* WHAT YOU HAVE TO DO
Count the lines below that contain the string "trunk", treating uppercase and lowercase as different, and reply with only that number.

* PROVIDED RECORDS
--- START ---

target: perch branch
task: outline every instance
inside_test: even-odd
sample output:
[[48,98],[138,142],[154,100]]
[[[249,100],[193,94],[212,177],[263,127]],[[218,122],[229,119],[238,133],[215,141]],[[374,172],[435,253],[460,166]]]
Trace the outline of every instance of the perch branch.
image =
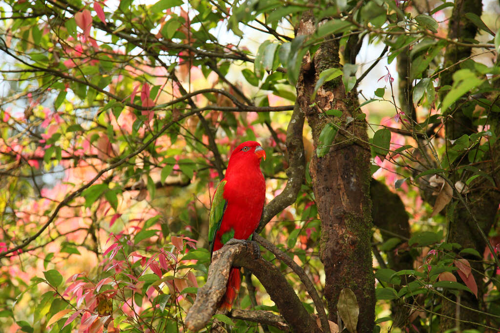
[[294,107],[294,112],[286,129],[286,150],[290,167],[286,169],[288,181],[283,191],[268,204],[262,212],[257,233],[276,214],[295,202],[300,189],[306,171],[306,154],[302,131],[304,126],[304,113],[298,104]]
[[300,281],[306,287],[306,290],[308,291],[309,296],[312,299],[312,302],[314,303],[316,311],[318,312],[320,320],[321,322],[321,326],[323,329],[323,332],[328,332],[330,324],[328,323],[328,317],[326,317],[326,314],[324,312],[323,303],[322,302],[321,298],[318,295],[318,291],[314,288],[314,285],[312,284],[312,282],[309,279],[309,277],[306,274],[306,272],[304,272],[304,270],[302,269],[302,267],[297,265],[297,263],[294,261],[293,259],[287,256],[282,251],[274,246],[274,244],[260,235],[254,234],[252,237],[254,240],[272,253],[276,256],[276,258],[286,264],[298,276],[299,279],[300,279]]
[[229,313],[228,317],[234,319],[242,319],[248,322],[274,326],[285,332],[290,332],[290,327],[288,326],[282,316],[277,316],[268,311],[240,310],[235,309]]
[[293,288],[274,265],[258,257],[256,249],[242,244],[226,245],[214,252],[205,285],[198,290],[194,304],[186,316],[188,328],[202,329],[216,312],[217,304],[226,292],[229,272],[233,264],[250,269],[262,284],[291,330],[320,332]]

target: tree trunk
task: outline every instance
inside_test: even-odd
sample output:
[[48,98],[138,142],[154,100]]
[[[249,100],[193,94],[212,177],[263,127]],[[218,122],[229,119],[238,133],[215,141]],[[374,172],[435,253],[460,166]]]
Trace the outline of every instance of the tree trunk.
[[[314,29],[314,18],[306,13],[297,34],[309,34]],[[339,295],[343,289],[349,288],[360,307],[358,332],[372,332],[375,296],[366,124],[364,120],[355,120],[346,124],[348,117],[356,119],[362,113],[356,91],[346,94],[340,78],[325,83],[311,100],[320,73],[328,68],[340,68],[338,52],[338,40],[327,38],[314,60],[308,54],[304,57],[296,86],[297,101],[312,129],[315,148],[322,146],[319,136],[328,120],[340,128],[330,151],[321,157],[314,152],[310,167],[321,219],[320,254],[324,266],[329,318],[337,322]],[[342,116],[333,119],[324,116],[322,111],[331,109],[342,111]]]
[[[455,3],[450,18],[448,38],[458,41],[474,38],[478,31],[476,26],[468,20],[464,15],[465,13],[472,12],[480,16],[482,10],[482,3],[480,1],[474,0],[458,0]],[[464,47],[454,44],[450,44],[446,48],[445,54],[444,67],[447,67],[456,64],[460,60],[463,60],[471,54],[470,47]],[[452,76],[454,73],[460,69],[458,65],[452,67],[452,69],[443,72],[440,77],[441,85],[452,84]],[[498,94],[497,93],[496,93]],[[447,142],[456,140],[464,134],[470,135],[476,132],[476,126],[473,125],[472,119],[468,116],[464,112],[464,107],[468,106],[468,102],[460,105],[446,115],[446,136]],[[490,124],[491,130],[496,135],[499,134],[499,123],[498,114],[490,111]],[[482,159],[484,161],[490,160],[490,162],[480,163],[482,171],[490,175],[498,184],[498,177],[494,168],[500,162],[500,156],[498,152],[500,148],[498,140],[492,145],[489,152],[485,154]],[[456,159],[460,161],[460,158]],[[465,159],[466,160],[466,158]],[[478,162],[478,161],[476,161]],[[455,164],[460,164],[460,162]],[[454,166],[458,166],[458,164]],[[453,182],[459,179],[459,175],[456,173],[450,175]],[[488,235],[490,229],[494,222],[495,216],[500,204],[500,193],[498,191],[492,189],[491,183],[483,177],[472,182],[469,188],[468,193],[464,196],[467,205],[470,208],[470,213],[466,206],[459,201],[456,203],[456,206],[454,210],[448,210],[448,218],[450,220],[450,228],[448,231],[447,241],[448,243],[457,243],[462,248],[472,248],[477,250],[482,254],[486,246],[484,237],[482,237],[478,228],[482,230],[484,234]],[[456,197],[456,194],[455,194]],[[454,199],[456,200],[456,199]],[[452,205],[452,202],[449,205]],[[474,218],[475,218],[475,219]],[[476,221],[474,221],[474,220]],[[477,223],[476,223],[477,222]],[[473,324],[460,324],[456,319],[472,322],[482,322],[482,316],[476,311],[469,309],[481,310],[482,307],[482,291],[483,289],[482,275],[484,268],[477,258],[471,257],[466,259],[471,259],[470,263],[472,268],[472,273],[478,287],[478,295],[476,298],[474,295],[467,292],[460,293],[460,304],[462,307],[460,312],[460,318],[456,318],[456,298],[451,294],[446,295],[453,302],[443,299],[441,314],[444,315],[440,320],[440,331],[444,332],[446,330],[457,328],[459,329],[476,329]],[[474,261],[472,261],[474,260]],[[456,275],[458,281],[461,281]],[[466,307],[467,308],[466,308]],[[454,319],[455,318],[456,319]],[[457,326],[460,326],[458,328]]]

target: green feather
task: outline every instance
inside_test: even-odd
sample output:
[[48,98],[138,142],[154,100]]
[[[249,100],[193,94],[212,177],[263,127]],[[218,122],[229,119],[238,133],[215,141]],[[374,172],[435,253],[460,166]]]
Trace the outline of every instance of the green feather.
[[208,247],[210,253],[214,251],[214,243],[215,243],[216,235],[220,228],[222,218],[224,211],[228,206],[228,201],[224,199],[224,186],[226,181],[220,182],[217,187],[216,194],[214,195],[212,206],[210,208],[210,218],[208,219]]

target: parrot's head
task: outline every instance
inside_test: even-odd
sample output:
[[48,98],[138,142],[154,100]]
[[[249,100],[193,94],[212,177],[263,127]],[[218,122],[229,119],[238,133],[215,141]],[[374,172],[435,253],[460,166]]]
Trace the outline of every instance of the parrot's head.
[[234,164],[236,161],[255,161],[260,163],[261,158],[266,159],[266,151],[260,144],[256,141],[246,141],[232,151],[229,163]]

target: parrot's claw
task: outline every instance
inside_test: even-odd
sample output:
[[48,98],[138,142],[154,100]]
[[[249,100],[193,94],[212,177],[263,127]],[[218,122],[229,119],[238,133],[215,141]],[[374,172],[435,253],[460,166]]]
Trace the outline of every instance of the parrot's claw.
[[224,245],[236,245],[236,244],[242,244],[246,246],[247,248],[250,246],[252,247],[252,253],[254,254],[254,259],[258,259],[260,257],[260,248],[256,242],[253,241],[248,241],[246,239],[236,239],[232,238],[226,242]]
[[254,259],[256,260],[260,258],[260,247],[258,246],[257,242],[254,241],[247,241],[246,242],[247,244],[250,244],[254,248],[252,250],[252,253],[254,254]]
[[246,245],[246,241],[243,239],[236,239],[236,238],[232,238],[229,240],[224,244],[224,245],[235,245],[236,244],[242,244],[242,245]]

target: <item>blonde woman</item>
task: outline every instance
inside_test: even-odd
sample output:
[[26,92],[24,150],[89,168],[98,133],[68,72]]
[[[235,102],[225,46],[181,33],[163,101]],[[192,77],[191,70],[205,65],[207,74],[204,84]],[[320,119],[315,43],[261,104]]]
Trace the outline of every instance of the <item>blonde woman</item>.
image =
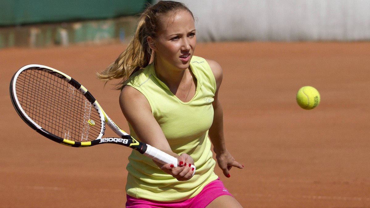
[[174,167],[132,151],[127,207],[241,207],[213,172],[211,143],[226,176],[231,167],[243,167],[225,144],[218,97],[222,69],[193,56],[196,42],[191,11],[160,1],[143,13],[127,48],[98,74],[122,80],[120,103],[131,135],[178,158]]

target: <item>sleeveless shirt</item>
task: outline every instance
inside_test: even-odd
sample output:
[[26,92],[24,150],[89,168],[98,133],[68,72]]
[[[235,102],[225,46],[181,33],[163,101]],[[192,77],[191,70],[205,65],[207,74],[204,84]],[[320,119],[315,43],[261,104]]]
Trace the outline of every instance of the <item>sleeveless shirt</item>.
[[[190,68],[196,80],[195,93],[189,101],[178,99],[156,75],[152,64],[130,76],[125,83],[144,95],[172,151],[190,155],[196,168],[190,180],[179,181],[136,150],[129,157],[126,193],[136,198],[179,201],[195,196],[218,177],[213,172],[208,130],[213,120],[212,102],[216,81],[204,58],[193,56]],[[130,134],[140,140],[130,123]]]

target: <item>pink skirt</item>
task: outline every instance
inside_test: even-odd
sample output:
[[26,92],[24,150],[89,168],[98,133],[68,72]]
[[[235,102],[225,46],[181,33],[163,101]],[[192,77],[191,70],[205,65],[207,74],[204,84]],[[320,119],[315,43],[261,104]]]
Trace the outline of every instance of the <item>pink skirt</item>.
[[127,208],[164,208],[205,207],[216,198],[222,195],[232,196],[223,186],[219,178],[204,187],[201,192],[195,197],[185,200],[176,202],[162,202],[136,198],[127,195],[126,207]]

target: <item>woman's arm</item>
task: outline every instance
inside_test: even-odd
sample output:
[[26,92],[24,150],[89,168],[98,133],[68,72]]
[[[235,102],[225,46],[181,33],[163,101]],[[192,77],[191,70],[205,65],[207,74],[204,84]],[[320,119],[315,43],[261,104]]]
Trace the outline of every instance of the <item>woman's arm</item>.
[[235,160],[226,148],[223,134],[223,111],[221,102],[218,99],[218,92],[222,81],[222,70],[221,66],[214,61],[207,60],[216,79],[216,91],[212,103],[214,115],[213,123],[208,133],[213,146],[218,166],[222,170],[224,175],[230,177],[229,171],[234,166],[242,168],[243,166]]
[[144,95],[134,88],[126,85],[121,91],[120,105],[125,117],[141,141],[178,158],[179,162],[176,168],[173,168],[172,164],[162,165],[154,161],[156,164],[179,181],[191,178],[193,171],[188,164],[194,164],[192,158],[187,154],[179,156],[172,151]]

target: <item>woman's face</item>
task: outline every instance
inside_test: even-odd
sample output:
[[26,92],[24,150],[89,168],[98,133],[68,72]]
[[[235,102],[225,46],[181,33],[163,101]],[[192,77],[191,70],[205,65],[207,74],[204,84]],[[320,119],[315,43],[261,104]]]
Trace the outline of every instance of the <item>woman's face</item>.
[[188,68],[196,43],[192,16],[186,11],[177,10],[163,17],[160,24],[155,44],[157,66]]

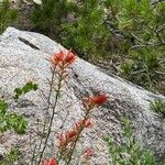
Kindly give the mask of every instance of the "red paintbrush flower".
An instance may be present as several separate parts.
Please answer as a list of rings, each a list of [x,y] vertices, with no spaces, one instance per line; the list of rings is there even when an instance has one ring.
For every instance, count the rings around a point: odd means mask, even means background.
[[[51,63],[53,66],[68,66],[76,59],[76,55],[70,51],[63,51],[59,53],[55,53],[51,57]]]
[[[42,165],[57,165],[57,162],[55,158],[51,158],[48,161],[43,160]]]
[[[100,106],[100,105],[105,103],[106,101],[107,101],[106,95],[98,95],[98,96],[89,97],[87,102],[89,105]]]
[[[84,154],[84,158],[86,161],[88,161],[89,158],[91,158],[92,155],[94,155],[94,151],[91,148],[87,148],[85,154]]]

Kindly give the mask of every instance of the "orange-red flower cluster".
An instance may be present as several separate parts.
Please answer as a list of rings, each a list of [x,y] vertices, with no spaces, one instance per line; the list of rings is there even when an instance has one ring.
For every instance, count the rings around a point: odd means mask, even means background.
[[[106,95],[98,95],[98,96],[92,96],[88,98],[88,103],[89,105],[102,105],[107,101],[107,96]]]
[[[84,128],[92,128],[92,122],[90,119],[80,120],[77,123],[75,123],[73,130],[66,131],[65,133],[58,134],[58,147],[65,148],[69,143],[73,143],[76,141],[77,135],[79,135],[80,131]]]
[[[84,154],[84,158],[88,161],[94,155],[94,151],[91,148],[87,148],[87,151]]]
[[[88,97],[84,102],[84,107],[86,111],[90,111],[92,108],[96,106],[100,106],[107,101],[107,96],[106,95],[97,95],[92,97]]]
[[[55,158],[51,158],[48,161],[43,160],[42,165],[57,165],[57,162]]]
[[[69,51],[63,51],[59,53],[55,53],[51,57],[51,63],[53,66],[68,66],[74,63],[76,59],[76,55]]]

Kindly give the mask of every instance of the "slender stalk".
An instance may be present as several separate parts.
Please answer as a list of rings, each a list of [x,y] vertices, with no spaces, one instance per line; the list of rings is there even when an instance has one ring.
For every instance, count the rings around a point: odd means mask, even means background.
[[[50,138],[50,134],[52,132],[52,124],[53,124],[53,120],[54,120],[54,116],[55,116],[55,109],[56,109],[56,105],[57,105],[57,101],[58,101],[58,97],[59,97],[59,92],[61,92],[61,88],[62,88],[62,81],[63,81],[63,75],[64,75],[64,67],[62,68],[62,73],[59,75],[59,80],[58,80],[58,86],[57,86],[57,91],[56,91],[56,97],[55,97],[55,102],[54,102],[54,106],[53,106],[53,112],[52,112],[52,117],[51,117],[51,121],[50,121],[50,125],[48,125],[48,131],[47,131],[47,135],[46,135],[46,139],[45,139],[45,142],[44,142],[44,146],[43,146],[43,150],[41,152],[41,155],[40,155],[40,160],[38,160],[38,163],[37,165],[40,165],[41,161],[42,161],[42,157],[43,157],[43,154],[45,152],[45,148],[47,146],[47,141],[48,141],[48,138]],[[53,81],[54,81],[54,77],[55,77],[55,74],[53,73],[53,76],[52,76],[52,81],[51,81],[51,87],[53,87]],[[53,89],[50,90],[51,94],[53,91]],[[48,96],[48,100],[51,100],[51,96]],[[50,106],[50,103],[48,103]],[[50,107],[48,107],[50,109]]]
[[[84,118],[84,120],[82,120],[82,123],[85,123],[85,121],[88,119],[88,117],[89,117],[89,111],[90,111],[90,109],[87,110],[87,113],[85,114],[85,118]],[[73,143],[73,145],[72,145],[72,147],[70,147],[70,155],[69,155],[69,158],[68,158],[68,162],[66,163],[66,165],[69,165],[69,163],[72,162],[72,157],[73,157],[74,151],[75,151],[75,148],[76,148],[76,144],[77,144],[77,142],[78,142],[78,140],[79,140],[79,136],[80,136],[80,134],[81,134],[81,132],[82,132],[84,129],[85,129],[85,127],[81,125],[81,127],[80,127],[80,130],[79,130],[79,132],[78,132],[78,134],[77,134],[77,138],[76,138],[75,142]]]

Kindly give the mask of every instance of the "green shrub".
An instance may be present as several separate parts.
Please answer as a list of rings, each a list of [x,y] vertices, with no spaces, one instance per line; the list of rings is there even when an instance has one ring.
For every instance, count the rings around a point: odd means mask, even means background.
[[[121,75],[165,94],[165,2],[152,6],[150,0],[107,0],[106,8],[110,31],[122,36],[117,45],[118,55],[123,57]]]
[[[42,0],[42,4],[35,4],[30,18],[37,31],[48,34],[59,41],[61,24],[68,14],[66,0]]]
[[[0,165],[12,165],[15,161],[19,160],[20,152],[18,148],[11,148],[9,153],[7,153],[3,160],[0,160]]]
[[[151,109],[165,118],[165,100],[157,99],[151,102]]]
[[[109,147],[110,165],[163,165],[157,163],[154,154],[140,147],[133,135],[131,123],[122,119],[123,136],[125,141],[119,145],[110,136],[105,136]]]
[[[107,57],[110,33],[106,29],[106,12],[99,0],[80,0],[73,11],[75,20],[63,24],[64,45],[86,59]]]
[[[18,10],[11,9],[9,0],[0,2],[0,33],[11,25],[18,16]]]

--- END ---

* WRITTEN REPLY
2